→ Given passage:

--------------------

RE: Support logical replication of DDLs - Mailing list pgsql-hackers

From houzj.fnst@fujitsu.com
Subject RE: Support logical replication of DDLs
Date
Msg-id OS0PR01MB5716D3B79A607B547F2AB90D94819@OS0PR01MB5716.jpnprd01.prod.outlook.com
Whole thread Raw
In response to Re: Support logical replication of DDLs  (Amit Kapila <amit.kapila16@gmail.com>)
Responses Re: Support logical replication of DDLs
List pgsql-hackers
On Wednesday, June 29, 2022 6:48 PM Amit Kapila <amit.kapila16@gmail.com> wrote:
> 
> On Wed, Jun 29, 2022 at 3:24 PM houzj.fnst@fujitsu.com
> <houzj.fnst@fujitsu.com> wrote:
> >
> > On Wednesday, June 29, 2022 11:07 AM Amit Kapila
> <amit.kapila16@gmail.com> wrote:
> > >
> > > On Tue, Jun 28, 2022 at 5:43 PM Amit Kapila
> > > <amit.kapila16@gmail.com>
> > > wrote:
> > > >
> > > > 5.
> > > > +static ObjTree *
> > > > +deparse_CreateStmt(Oid objectId, Node *parsetree)
> > > > {
> > > > ...
> > > > + tmp = new_objtree_VA("TABLESPACE %{tablespace}I", 0); if
> > > > + (node->tablespacename) append_string_object(tmp, "tablespace",
> > > > + node->tablespacename); else { append_null_object(tmp,
> > > > + node->"tablespace");
> > > > + append_bool_object(tmp, "present", false); }
> > > > + append_object_object(createStmt, "tablespace", tmp);
> > > > ...

--------------------

→ Extracted information:

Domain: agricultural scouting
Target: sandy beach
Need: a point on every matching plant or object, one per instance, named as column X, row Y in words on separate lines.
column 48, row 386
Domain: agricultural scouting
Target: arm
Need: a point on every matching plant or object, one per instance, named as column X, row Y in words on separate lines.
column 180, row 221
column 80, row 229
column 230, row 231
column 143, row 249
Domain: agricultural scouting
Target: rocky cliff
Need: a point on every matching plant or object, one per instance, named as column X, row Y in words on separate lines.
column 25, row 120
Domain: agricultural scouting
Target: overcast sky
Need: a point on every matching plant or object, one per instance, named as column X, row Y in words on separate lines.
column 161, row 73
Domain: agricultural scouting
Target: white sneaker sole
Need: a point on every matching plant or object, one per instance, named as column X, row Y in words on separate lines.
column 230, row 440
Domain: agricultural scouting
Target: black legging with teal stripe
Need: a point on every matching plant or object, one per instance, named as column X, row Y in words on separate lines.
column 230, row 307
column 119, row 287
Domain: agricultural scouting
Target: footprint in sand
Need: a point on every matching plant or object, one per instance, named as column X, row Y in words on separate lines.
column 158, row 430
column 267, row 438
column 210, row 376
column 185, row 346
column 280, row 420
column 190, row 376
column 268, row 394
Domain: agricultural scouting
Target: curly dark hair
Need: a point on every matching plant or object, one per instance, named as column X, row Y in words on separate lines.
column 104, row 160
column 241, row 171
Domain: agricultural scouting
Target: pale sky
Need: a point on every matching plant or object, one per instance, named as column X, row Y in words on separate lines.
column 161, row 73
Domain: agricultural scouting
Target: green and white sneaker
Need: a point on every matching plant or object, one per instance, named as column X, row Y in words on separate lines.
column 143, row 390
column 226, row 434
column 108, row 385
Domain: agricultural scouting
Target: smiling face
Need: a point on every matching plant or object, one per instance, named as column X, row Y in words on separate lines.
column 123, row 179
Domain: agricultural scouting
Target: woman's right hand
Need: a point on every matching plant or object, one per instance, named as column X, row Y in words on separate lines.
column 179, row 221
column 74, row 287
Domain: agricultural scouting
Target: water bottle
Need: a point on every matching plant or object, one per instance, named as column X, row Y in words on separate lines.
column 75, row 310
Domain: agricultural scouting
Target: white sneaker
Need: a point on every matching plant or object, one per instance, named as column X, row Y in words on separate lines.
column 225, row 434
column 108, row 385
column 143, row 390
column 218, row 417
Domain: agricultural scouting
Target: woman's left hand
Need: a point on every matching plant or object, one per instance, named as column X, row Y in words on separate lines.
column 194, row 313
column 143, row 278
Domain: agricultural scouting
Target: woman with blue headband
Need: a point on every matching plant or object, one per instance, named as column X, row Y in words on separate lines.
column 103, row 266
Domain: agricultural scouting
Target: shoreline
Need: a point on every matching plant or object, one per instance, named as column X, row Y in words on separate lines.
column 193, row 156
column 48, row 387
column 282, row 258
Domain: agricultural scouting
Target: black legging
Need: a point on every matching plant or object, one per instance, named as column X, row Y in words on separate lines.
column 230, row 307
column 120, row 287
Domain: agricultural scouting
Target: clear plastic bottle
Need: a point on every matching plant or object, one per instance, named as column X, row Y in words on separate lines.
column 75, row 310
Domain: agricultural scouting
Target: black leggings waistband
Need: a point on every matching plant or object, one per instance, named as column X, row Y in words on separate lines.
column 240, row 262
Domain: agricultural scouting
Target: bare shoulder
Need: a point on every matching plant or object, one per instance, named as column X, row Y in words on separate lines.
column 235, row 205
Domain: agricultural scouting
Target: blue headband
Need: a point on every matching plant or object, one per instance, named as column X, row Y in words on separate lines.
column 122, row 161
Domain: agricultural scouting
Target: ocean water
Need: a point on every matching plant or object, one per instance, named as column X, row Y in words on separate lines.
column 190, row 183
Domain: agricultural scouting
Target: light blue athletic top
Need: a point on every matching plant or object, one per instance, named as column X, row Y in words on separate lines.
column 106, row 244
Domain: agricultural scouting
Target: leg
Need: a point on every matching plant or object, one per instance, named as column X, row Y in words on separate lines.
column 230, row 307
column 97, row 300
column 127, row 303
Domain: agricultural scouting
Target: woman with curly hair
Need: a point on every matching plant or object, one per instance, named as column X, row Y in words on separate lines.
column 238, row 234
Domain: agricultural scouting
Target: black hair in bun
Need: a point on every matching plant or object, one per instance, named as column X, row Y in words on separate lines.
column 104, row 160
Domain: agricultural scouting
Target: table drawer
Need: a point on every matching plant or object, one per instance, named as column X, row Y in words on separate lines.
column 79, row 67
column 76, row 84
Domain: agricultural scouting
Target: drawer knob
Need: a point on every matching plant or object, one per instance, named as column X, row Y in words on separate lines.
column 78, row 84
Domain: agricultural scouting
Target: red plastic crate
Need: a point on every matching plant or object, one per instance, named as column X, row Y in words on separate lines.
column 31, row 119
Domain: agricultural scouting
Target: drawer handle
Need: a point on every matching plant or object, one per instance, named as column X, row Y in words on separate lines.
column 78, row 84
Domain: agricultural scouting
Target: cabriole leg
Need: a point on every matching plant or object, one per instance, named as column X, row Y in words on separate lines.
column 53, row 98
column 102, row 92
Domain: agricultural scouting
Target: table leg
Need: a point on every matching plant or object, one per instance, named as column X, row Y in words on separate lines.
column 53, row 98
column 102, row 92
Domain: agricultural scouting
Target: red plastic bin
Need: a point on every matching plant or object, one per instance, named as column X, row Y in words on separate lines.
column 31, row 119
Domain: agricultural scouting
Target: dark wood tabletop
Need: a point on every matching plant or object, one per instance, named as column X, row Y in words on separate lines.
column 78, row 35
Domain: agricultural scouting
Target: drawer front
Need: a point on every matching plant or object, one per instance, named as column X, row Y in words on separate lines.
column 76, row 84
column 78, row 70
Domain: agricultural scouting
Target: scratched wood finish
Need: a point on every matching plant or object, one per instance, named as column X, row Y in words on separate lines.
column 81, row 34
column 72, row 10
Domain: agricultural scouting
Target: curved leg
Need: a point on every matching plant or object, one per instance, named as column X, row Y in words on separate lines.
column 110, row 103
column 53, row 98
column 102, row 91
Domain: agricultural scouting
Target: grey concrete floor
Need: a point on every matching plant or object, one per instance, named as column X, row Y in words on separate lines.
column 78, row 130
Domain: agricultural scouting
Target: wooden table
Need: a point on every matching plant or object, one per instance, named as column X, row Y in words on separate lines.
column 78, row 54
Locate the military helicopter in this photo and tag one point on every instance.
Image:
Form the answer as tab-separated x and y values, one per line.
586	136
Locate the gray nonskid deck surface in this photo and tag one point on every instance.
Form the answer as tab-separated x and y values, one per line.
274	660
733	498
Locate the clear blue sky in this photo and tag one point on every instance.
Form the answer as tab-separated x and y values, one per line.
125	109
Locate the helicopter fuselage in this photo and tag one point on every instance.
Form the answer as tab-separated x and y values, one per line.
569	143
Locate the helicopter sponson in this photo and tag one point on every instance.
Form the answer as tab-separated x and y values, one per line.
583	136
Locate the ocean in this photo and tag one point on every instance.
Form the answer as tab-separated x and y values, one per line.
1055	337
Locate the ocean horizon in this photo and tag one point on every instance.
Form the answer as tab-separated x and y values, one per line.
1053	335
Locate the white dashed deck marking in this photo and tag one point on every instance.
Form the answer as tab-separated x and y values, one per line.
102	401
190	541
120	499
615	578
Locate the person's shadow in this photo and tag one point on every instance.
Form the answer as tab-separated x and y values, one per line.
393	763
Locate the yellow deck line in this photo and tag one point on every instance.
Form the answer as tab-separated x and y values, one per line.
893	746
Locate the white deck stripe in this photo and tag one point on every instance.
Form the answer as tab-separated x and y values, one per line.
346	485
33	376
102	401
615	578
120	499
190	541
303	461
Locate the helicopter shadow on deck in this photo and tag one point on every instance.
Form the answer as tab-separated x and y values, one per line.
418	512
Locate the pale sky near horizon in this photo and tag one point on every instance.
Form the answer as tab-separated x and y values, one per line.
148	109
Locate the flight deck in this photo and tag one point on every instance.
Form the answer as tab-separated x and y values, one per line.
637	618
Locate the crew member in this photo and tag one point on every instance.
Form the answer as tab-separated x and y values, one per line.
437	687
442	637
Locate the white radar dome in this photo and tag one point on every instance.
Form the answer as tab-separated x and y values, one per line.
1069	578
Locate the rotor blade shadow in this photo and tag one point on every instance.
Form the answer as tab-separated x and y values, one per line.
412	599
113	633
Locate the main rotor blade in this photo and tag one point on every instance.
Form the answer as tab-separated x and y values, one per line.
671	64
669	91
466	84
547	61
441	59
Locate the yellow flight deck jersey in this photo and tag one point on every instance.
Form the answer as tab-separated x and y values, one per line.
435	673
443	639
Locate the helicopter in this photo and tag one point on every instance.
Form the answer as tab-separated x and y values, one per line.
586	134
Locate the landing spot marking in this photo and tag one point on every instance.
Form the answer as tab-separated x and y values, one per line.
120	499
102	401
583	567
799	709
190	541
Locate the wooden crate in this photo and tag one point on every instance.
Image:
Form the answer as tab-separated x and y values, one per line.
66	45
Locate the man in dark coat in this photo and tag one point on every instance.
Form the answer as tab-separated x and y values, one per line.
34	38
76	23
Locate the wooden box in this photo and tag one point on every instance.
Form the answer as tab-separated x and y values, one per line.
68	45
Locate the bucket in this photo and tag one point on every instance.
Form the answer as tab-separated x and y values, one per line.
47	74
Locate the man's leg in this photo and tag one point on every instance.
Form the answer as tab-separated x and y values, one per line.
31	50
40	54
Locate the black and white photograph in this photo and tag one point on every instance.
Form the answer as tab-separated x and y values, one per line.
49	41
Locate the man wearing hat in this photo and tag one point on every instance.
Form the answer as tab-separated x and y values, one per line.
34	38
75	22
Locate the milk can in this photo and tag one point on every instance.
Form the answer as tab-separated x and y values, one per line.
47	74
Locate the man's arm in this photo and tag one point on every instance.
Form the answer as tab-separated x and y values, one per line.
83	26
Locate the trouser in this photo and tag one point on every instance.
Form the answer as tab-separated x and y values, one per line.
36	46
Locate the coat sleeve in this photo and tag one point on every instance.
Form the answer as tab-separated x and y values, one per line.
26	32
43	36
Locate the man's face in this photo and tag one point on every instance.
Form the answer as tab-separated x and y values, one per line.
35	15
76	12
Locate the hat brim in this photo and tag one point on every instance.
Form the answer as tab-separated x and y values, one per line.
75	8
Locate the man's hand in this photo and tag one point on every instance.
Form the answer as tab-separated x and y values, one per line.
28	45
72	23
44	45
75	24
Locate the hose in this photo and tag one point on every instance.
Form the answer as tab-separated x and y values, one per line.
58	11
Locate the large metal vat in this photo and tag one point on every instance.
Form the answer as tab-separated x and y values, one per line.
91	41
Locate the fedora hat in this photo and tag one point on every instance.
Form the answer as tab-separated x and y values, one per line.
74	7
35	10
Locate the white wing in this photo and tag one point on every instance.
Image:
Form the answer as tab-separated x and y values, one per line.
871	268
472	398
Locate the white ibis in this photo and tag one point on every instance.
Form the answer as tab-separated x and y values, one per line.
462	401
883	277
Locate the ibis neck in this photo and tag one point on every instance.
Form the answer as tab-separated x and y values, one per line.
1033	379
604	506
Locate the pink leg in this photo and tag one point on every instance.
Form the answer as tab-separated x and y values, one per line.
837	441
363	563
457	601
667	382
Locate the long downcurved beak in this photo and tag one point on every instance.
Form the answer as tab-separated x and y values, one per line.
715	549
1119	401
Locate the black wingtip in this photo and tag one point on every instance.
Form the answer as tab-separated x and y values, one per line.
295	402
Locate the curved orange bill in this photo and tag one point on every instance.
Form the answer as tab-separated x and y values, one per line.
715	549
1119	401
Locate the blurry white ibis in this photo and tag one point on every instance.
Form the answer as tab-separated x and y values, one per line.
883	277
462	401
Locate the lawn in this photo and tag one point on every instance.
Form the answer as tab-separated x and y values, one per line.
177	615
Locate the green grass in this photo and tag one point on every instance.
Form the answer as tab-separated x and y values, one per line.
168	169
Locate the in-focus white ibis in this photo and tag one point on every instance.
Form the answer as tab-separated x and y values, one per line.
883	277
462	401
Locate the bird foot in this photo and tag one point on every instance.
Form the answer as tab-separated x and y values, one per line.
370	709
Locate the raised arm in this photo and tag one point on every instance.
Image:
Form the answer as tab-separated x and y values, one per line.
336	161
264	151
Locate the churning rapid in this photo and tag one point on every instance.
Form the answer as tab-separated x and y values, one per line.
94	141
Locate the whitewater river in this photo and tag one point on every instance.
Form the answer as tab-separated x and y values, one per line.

--------------------

→ Exercise set:
A: In the mailing list message, on what day and at what time did Amit Kapila write the reply it responds to?
B: In the mailing list message, explain what the quoted deparse_CreateStmt code checks to decide how the tablespace is recorded, and what happens in each case.
C: List every function with a name beginning with "append_" that is called in the code quoted in the mailing list message.
The data is not needed for any of this.

→ Task answers:
A: Wednesday, June 29, 2022, at 6:48 PM.

B: The code checks whether node->tablespacename is set. If it is, the name is added with append_string_object under "tablespace". If it is not, a null object is added, and append_bool_object sets "present" to false.

C: append_string_object, append_null_object, append_bool_object, append_object_object